Requirement = The data below needs to be returned exactly, line for line.

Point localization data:

Segment Open

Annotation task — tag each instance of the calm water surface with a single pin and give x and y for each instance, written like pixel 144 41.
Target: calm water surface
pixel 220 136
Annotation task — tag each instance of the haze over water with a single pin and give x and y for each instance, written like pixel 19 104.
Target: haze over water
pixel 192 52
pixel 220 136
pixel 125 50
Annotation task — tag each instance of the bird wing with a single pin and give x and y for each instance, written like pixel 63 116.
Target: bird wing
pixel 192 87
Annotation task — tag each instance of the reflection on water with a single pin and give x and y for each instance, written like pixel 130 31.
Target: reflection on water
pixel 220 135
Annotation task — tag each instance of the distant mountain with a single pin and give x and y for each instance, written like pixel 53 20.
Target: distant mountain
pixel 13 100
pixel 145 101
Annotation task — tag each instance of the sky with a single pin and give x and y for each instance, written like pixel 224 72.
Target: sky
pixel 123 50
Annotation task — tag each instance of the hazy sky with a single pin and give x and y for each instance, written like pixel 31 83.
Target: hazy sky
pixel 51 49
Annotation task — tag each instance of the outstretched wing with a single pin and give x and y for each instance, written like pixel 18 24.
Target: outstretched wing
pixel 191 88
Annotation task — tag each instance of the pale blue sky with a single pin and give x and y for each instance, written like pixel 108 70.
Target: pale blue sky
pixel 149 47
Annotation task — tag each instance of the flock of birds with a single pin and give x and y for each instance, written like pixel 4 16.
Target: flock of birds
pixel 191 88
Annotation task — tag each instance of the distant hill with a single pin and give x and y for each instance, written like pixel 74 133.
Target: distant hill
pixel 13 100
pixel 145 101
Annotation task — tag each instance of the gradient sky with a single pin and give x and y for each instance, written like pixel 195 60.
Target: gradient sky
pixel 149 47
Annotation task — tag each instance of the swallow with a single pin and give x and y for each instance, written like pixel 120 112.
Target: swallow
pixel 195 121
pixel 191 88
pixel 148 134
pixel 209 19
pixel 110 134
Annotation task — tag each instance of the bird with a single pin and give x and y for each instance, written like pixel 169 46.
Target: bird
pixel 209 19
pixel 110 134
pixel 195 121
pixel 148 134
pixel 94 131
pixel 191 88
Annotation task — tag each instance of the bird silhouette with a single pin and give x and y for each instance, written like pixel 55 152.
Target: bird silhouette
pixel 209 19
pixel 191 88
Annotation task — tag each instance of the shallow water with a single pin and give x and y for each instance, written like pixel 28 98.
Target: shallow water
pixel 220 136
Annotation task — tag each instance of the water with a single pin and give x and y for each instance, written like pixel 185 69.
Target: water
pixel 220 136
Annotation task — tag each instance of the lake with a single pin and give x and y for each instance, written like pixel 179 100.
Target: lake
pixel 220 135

Segment Closed

Output for this task =
Annotation task — tag each instance of the calm water surface with a single pin and give x and y for each instance, written like pixel 144 41.
Target: calm water surface
pixel 220 136
Annotation task — tag each instance of the haze over water with a single pin and give x and y for each instance, written like pixel 19 104.
Target: haze over water
pixel 192 52
pixel 220 136
pixel 125 50
Annotation task — tag each instance of the bird wing with a single pin and give x and y for each instance, written like pixel 63 116.
Target: bird wing
pixel 192 87
Annotation task — tag each instance of the reflection on water with a single pin and give x and y for each instance, written like pixel 130 31.
Target: reflection on water
pixel 220 135
Annotation task — tag each instance of the distant mountain with a single pin and give x and y for each instance, written like pixel 53 20.
Target: distant mountain
pixel 13 100
pixel 145 101
Annotation task — tag each instance of the sky with a single pin and give x and y for each instance, written like pixel 224 72.
Target: sky
pixel 123 50
Annotation task — tag each instance of the hazy sky with a single pin and give x and y for each instance, written like pixel 31 83.
Target: hazy sky
pixel 51 49
Annotation task — tag each instance of the outstretched wing with a single pin and give x and y for each instance, written like pixel 18 24.
Target: outstretched wing
pixel 191 88
Annotation task — tag each instance of the pale blue sky with a single pin and give x and y for each instance, written like pixel 108 70.
Target: pale blue sky
pixel 149 47
Annotation task — tag each instance of the flock of birds with a single pin and give x and y for each instance, written like pixel 4 16.
Target: flock of birds
pixel 191 88
Annotation task — tag each instance of the distant hill with a single pin and give x and y for each instance, written like pixel 74 133.
Target: distant hill
pixel 13 100
pixel 145 101
Annotation task — tag each instance of the gradient sky with a single pin and give x and y for each instance, written like pixel 195 60.
Target: gradient sky
pixel 149 47
Annotation task — tag each instance of the swallow with a single pin and give x and y for each instance, written like pixel 120 112.
Target: swallow
pixel 195 121
pixel 191 88
pixel 148 134
pixel 209 19
pixel 110 134
Annotation task — tag each instance of the bird with a single pin and give x and y for each instance, written like pixel 169 46.
Target: bird
pixel 209 19
pixel 110 134
pixel 195 121
pixel 148 134
pixel 94 131
pixel 191 88
Annotation task — tag each instance of the bird silhouette with a single pin and give x and y for each instance, written like pixel 55 152.
Target: bird silhouette
pixel 209 19
pixel 191 88
Annotation task — tag each instance of the shallow water with a single pin and give x and y for each instance, written like pixel 28 98.
Target: shallow water
pixel 220 136
Annotation task — tag each instance of the water with a single pin and give x and y for each instance, written like pixel 185 69.
Target: water
pixel 220 136
Annotation task — tag each instance of the lake with a single pin and give x and y for each instance, written like pixel 179 100.
Target: lake
pixel 220 135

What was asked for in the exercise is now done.